**Problem**
Look at each line below and count those with the word "query"; the answer is that number only.

**Input data**

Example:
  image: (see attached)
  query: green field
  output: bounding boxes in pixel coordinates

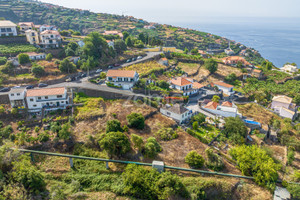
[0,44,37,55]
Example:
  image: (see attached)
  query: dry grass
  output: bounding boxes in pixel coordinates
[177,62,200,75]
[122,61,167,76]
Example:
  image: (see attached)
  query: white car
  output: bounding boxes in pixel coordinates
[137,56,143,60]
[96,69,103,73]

---

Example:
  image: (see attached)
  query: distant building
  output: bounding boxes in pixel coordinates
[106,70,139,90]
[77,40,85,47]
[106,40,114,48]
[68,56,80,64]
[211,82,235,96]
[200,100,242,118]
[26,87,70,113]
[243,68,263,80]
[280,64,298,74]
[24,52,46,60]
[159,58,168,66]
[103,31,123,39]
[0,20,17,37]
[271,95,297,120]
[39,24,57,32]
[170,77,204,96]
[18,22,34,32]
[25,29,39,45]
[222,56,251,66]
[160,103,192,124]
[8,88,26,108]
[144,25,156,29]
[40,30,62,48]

--

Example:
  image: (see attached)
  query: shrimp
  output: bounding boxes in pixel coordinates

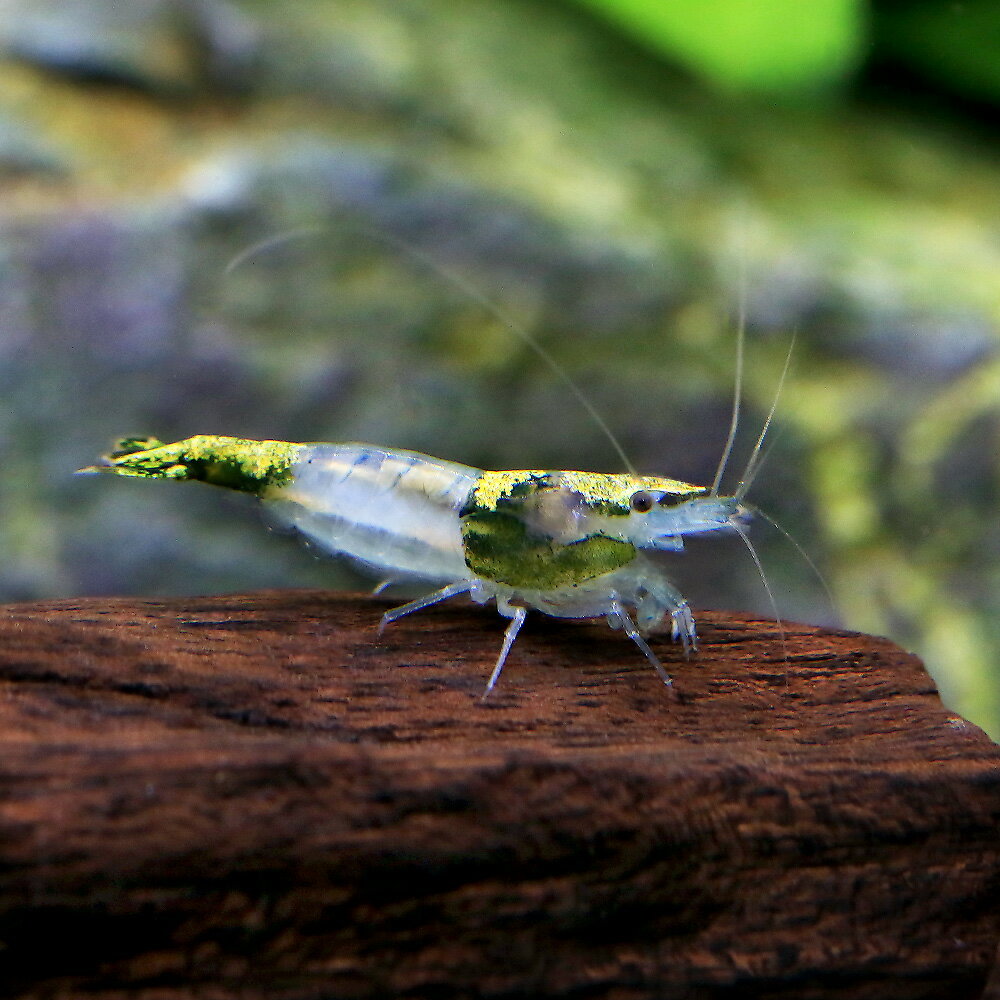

**Written answer**
5